**EXERCISE AIM:**
Would you please restate the data exactly as it stands, apart from the pictures?

Referring expression pointing data:

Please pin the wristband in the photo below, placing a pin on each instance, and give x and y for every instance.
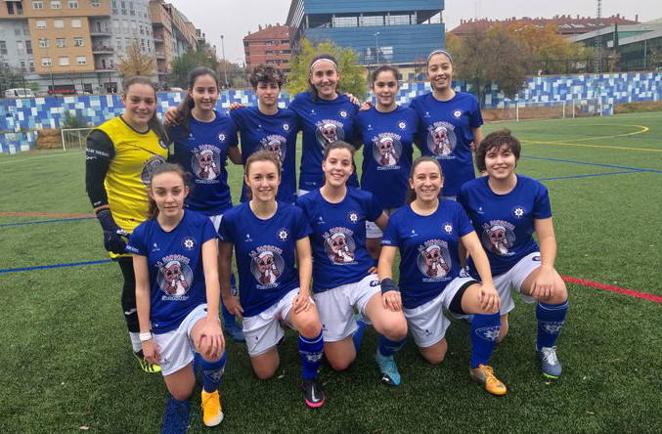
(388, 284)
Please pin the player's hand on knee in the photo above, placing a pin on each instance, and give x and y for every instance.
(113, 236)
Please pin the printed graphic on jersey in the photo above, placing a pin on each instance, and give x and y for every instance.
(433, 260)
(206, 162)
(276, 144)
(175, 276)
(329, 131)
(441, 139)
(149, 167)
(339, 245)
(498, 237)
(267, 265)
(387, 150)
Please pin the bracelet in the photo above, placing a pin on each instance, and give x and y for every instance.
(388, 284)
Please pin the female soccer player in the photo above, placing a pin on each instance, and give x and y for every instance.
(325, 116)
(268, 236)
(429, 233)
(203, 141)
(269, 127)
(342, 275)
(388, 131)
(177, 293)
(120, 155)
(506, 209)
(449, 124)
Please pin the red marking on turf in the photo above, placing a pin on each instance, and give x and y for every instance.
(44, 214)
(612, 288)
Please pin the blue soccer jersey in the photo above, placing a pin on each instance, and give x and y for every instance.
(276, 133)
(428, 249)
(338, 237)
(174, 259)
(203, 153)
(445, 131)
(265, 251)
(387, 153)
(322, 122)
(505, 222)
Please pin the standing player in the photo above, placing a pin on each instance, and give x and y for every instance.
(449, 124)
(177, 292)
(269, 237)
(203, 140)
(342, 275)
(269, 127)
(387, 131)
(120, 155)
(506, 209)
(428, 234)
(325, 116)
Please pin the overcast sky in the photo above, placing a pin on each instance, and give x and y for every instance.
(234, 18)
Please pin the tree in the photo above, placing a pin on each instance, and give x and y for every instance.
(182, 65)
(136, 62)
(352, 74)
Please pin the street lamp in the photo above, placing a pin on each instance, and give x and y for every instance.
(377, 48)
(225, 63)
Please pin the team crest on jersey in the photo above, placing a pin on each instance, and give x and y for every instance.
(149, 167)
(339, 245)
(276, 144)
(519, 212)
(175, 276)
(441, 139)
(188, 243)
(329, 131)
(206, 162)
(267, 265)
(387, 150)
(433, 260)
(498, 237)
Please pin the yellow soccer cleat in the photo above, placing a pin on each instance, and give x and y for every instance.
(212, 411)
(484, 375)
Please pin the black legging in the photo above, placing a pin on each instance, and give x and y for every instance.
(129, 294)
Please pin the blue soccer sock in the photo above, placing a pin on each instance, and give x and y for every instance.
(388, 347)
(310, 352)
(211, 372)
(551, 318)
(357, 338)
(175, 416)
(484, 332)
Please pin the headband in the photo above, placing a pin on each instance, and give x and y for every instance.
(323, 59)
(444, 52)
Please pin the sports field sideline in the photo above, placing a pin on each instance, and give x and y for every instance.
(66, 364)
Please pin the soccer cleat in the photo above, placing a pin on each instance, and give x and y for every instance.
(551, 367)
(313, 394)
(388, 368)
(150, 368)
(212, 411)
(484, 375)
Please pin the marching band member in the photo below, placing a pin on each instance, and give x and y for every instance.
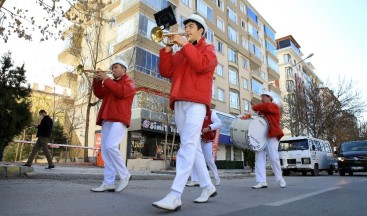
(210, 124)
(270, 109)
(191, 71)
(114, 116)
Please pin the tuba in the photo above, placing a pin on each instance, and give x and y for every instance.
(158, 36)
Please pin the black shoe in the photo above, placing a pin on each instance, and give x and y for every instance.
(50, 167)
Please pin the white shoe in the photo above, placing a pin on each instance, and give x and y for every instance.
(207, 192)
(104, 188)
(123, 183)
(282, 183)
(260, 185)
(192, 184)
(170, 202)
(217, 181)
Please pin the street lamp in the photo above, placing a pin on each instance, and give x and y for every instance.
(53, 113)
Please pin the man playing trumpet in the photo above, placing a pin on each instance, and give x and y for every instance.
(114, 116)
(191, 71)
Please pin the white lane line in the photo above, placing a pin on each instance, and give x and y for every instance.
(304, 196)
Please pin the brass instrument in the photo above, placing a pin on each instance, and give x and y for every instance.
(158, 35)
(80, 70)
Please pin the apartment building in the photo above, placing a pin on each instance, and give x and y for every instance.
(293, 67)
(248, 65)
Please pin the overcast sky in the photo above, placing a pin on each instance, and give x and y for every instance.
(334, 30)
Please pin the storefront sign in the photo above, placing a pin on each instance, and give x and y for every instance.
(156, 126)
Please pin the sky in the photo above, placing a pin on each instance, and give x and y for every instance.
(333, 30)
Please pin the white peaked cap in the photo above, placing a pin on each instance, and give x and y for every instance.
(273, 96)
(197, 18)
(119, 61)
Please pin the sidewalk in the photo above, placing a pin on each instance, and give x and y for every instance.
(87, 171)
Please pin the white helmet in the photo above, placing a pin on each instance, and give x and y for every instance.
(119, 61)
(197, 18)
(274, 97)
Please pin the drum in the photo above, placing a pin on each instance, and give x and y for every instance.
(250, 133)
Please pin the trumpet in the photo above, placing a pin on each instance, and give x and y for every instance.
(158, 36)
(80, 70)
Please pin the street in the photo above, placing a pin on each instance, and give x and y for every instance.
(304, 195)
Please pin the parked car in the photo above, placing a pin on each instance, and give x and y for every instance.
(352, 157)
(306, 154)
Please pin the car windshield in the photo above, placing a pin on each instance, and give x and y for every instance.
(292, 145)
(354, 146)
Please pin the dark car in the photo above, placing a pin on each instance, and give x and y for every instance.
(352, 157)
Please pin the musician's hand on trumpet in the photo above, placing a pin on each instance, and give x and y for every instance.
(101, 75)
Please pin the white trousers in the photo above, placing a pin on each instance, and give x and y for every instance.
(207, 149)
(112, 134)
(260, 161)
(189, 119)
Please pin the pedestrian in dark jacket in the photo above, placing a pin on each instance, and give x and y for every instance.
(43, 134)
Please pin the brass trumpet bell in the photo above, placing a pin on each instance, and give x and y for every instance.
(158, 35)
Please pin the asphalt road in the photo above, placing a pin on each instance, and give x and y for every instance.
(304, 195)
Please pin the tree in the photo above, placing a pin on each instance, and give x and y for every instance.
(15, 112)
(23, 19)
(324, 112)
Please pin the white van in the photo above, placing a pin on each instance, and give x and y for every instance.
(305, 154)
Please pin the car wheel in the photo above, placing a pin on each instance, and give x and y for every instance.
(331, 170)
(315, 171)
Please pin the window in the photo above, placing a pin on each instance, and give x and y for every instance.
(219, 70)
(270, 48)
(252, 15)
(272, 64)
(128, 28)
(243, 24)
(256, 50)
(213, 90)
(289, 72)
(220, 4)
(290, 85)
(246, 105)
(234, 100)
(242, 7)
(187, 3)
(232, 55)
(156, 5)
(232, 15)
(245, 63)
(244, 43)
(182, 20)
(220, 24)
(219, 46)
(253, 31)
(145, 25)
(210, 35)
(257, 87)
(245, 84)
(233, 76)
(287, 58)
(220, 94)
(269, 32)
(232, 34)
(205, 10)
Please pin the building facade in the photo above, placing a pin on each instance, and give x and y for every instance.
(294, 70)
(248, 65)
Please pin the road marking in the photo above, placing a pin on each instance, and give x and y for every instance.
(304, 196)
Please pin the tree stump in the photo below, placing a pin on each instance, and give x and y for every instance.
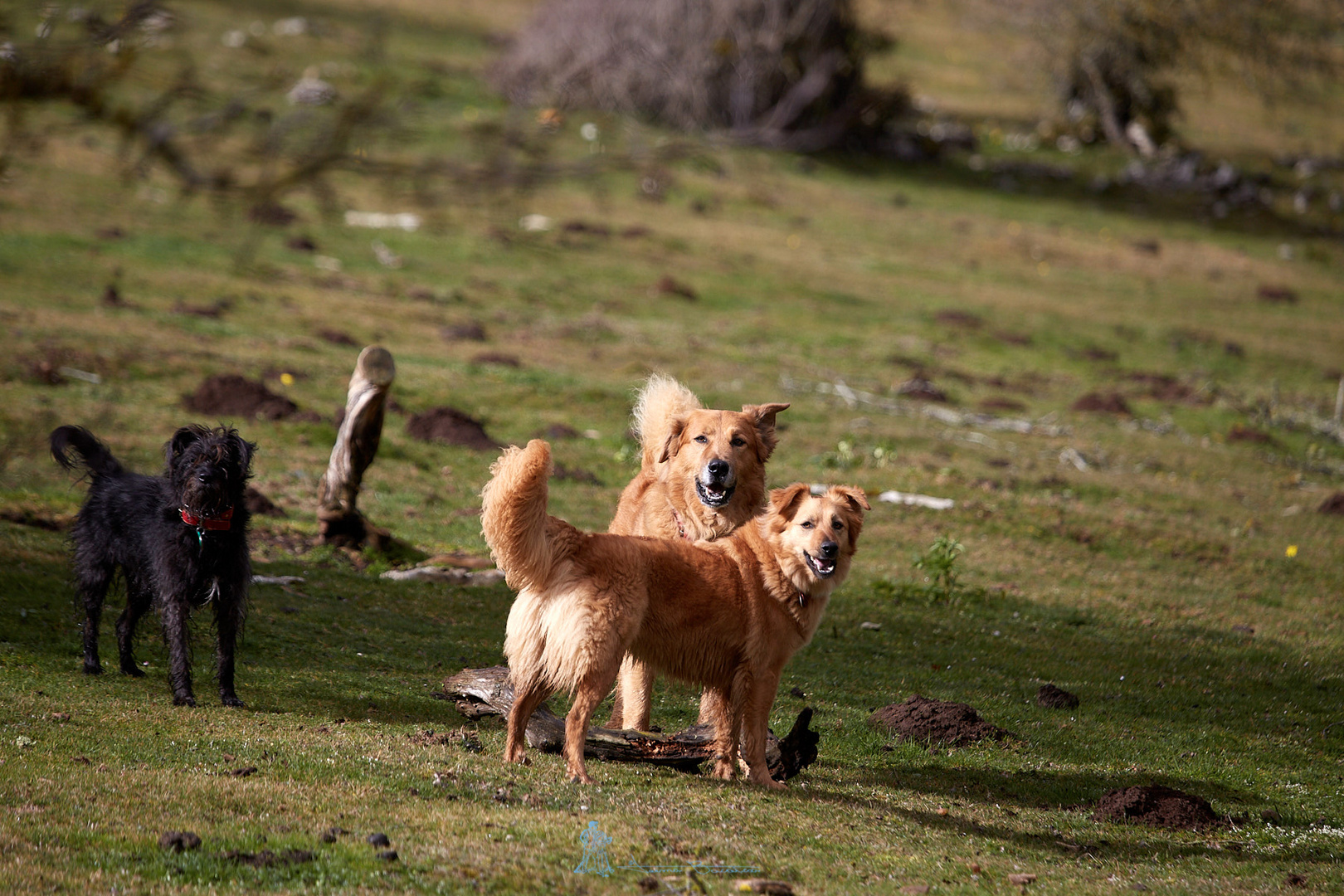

**RESULT:**
Please pin the wristband in the photo below, placing a pin on each instance, and give x and y for every instance.
(388, 284)
Please pin the player's hand on knee in the photo above, placing a pin on each instance, and give x and y for every instance.
(113, 236)
Please pin the printed graphic on jersey in the photo above, placing a pin on each instance, and give x and y for every instance.
(433, 260)
(206, 162)
(276, 144)
(175, 276)
(329, 131)
(441, 139)
(149, 167)
(339, 245)
(498, 237)
(267, 265)
(387, 150)
Please pin the bracelet in the photo above, placing a pin on each instance, and give x and y for every instance.
(388, 284)
Please pin the female soccer player in the photo above, placing a pin on each instance, and give x and y for every instance.
(325, 116)
(268, 236)
(429, 233)
(203, 141)
(269, 127)
(342, 275)
(388, 131)
(177, 293)
(120, 155)
(506, 209)
(449, 124)
Please pin the red marking on turf in the photo above, placing a pin on each instance, and give x and y for every instance.
(44, 214)
(612, 288)
Please pin the blue soccer jersey in the photo above, placing a pin on each instance, and give x and y for every instance.
(276, 133)
(428, 249)
(338, 237)
(174, 259)
(203, 153)
(445, 131)
(265, 251)
(387, 153)
(322, 122)
(505, 222)
Please pin the standing player in the photo above, placing a pin on each instance, and give x and y for every instance.
(449, 124)
(177, 292)
(269, 237)
(203, 140)
(342, 275)
(269, 127)
(387, 131)
(120, 155)
(506, 209)
(428, 234)
(325, 116)
Please pin the overcast sky in the photo above, placing a pin on each instance, and give x and y for every instance.
(234, 18)
Please pin the tree in the photo above, placing a pin on each instance, and give x and y for every instance.
(182, 65)
(136, 62)
(352, 74)
Please pin the street lamp in the photo above, placing a pin on each instance, and give x and y for every instance.
(377, 48)
(225, 63)
Please pin the team crest on jersey in the photo above, placing a pin on each instance, and give x and y for every instance.
(149, 167)
(339, 245)
(276, 144)
(519, 212)
(175, 276)
(441, 139)
(188, 243)
(329, 131)
(206, 162)
(267, 265)
(387, 150)
(433, 260)
(498, 237)
Please pin the yellow soccer cleat in the photo above, placing a pin on each instance, and give x and y for every instance.
(212, 411)
(484, 375)
Please pin the black legging in the photo above, placing a pin on each instance, and give x and y for every instance.
(129, 294)
Please pin the blue soccer sock in the photo above, placing a pin on each instance, and give x and y for every instance.
(388, 347)
(310, 352)
(211, 372)
(551, 318)
(357, 338)
(175, 416)
(484, 332)
Please pin the headband in the photo above, placing a pin on each instance, and give x and y for every instance.
(323, 59)
(444, 52)
Please pin the sports field sideline in the photo above, placing a pin on each instance, and give x and y for every instance.
(66, 364)
Please pin the soccer cleat in the photo above, placing a pin on each instance, and give x and y for every instance.
(551, 367)
(313, 394)
(388, 368)
(150, 368)
(212, 411)
(484, 375)
Please pin the marching band member in the photo below, placing a pin on each instance, and give x and y for every instance.
(210, 124)
(270, 109)
(191, 71)
(114, 116)
Please pin the tuba in the photo above, placing a pin on each instance, and give x and y for every instance.
(158, 36)
Please pin the black shoe in the photo above, placing a pin on each instance, and give x and y for every instance.
(50, 167)
Please pin the white shoe in the photo above, placing a pin on each instance, and give x and y for every instance.
(207, 192)
(104, 188)
(123, 183)
(282, 183)
(260, 185)
(192, 184)
(170, 202)
(217, 181)
Please pin the street lamp in the photo above, placing a pin on each instance, and give x and y for every instance.
(53, 113)
Please pin the man playing trumpet in the photo above, placing a pin on each instance, and give x and y for every instance.
(114, 116)
(191, 71)
Please pin the white lane line in the photo above, placing a pin on each instance, and give x and y for every instance.
(304, 196)
Please pin the brass instrument in the photo above, placing a pin on each instance, and give x and y for every instance.
(158, 35)
(80, 70)
Please pin the apartment building in the photo above, placing a pin on each instance, and give x and y for every instance.
(293, 67)
(248, 65)
Please pin the overcast sky in the photo above, placing a pin on each instance, and give x and y for every instance.
(334, 30)
Please pin the storefront sign in the photo above, placing a pin on each instance, and give x and y for every instance.
(156, 126)
Please pin the sky in the photo above, placing a pin on each instance, and give x and y for every instance.
(333, 30)
Please pin the white peaked cap in the photo above, placing a pin on each instance, and give x and y for every instance.
(273, 96)
(197, 18)
(119, 61)
Please pin the sidewalk in the photo above, placing a pin on each instance, and give x and y for every instance.
(87, 171)
Please pin the white helmet in the photo above, placing a pin on each instance, and give x and y for every instance.
(119, 61)
(197, 18)
(274, 97)
Please pin the drum in the photo above, placing a pin on each instance, and give x and y for every instance.
(250, 133)
Please pin the trumpet in the photo above, placing a pin on each instance, and give x and y for every instance.
(158, 36)
(80, 70)
Please pin the street in the photo above, placing a pin on each instance, and give x and y for every instance.
(304, 195)
Please pin the parked car in the photo above, placing a pin on each instance, and give x and y for every instance.
(352, 157)
(306, 154)
Please pin the car windshield in the photo above, placing a pin on each instance, and give x and y for every instance.
(292, 145)
(354, 146)
Please pin the dark car in the photo above, placing a pin on each instance, and give x and y for every instance.
(352, 157)
Please pin the musician's hand on trumpet in the photo above, placing a pin on each instance, and give x and y for every instance.
(101, 75)
Please pin the white trousers in the photo above, placing a pin on each instance, and give x and y for every instance.
(207, 149)
(112, 134)
(260, 161)
(189, 119)
Please pin the pedestrian in dark jacket in the photo above, placing a pin on each instance, and give x and y for every instance.
(43, 134)
Please pin the brass trumpet bell in the photo above, placing a pin on each instance, and give x and y for every instance.
(158, 35)
Please pin the asphalt road in the photo above, placing a pin on each instance, and give x and y for every instance.
(304, 195)
Please pin the tree in the photo above, placing a pin on each instance, and give x and y for every instance.
(15, 112)
(23, 19)
(324, 112)
Please pin the white van in the photo above, placing a pin on each instance, and give x and y for every instance.
(305, 154)
Please pin the car wheel in the photo above, placing a pin on each instance, and give x and y for every instance.
(331, 170)
(315, 171)
Please pin the window in the photo above, placing a pin on each instance, and give x and y for every instance.
(219, 70)
(270, 48)
(252, 15)
(272, 64)
(128, 28)
(243, 24)
(256, 50)
(213, 90)
(289, 72)
(220, 4)
(290, 85)
(246, 105)
(234, 100)
(242, 7)
(187, 3)
(232, 55)
(156, 5)
(232, 15)
(245, 63)
(244, 43)
(182, 20)
(220, 24)
(219, 46)
(253, 31)
(145, 25)
(210, 35)
(257, 87)
(245, 84)
(233, 76)
(287, 58)
(220, 94)
(269, 32)
(232, 34)
(205, 10)
Please pin the building facade in the photo above, placing a pin on each instance, and give x and y for every instance.
(294, 70)
(248, 65)
Please pin the road marking in the photo above, placing a pin on each instance, and give x and y for every instance.
(304, 196)
Please pin the tree stump in the photo below, placing a pin on each instance, and give x and y for every instance.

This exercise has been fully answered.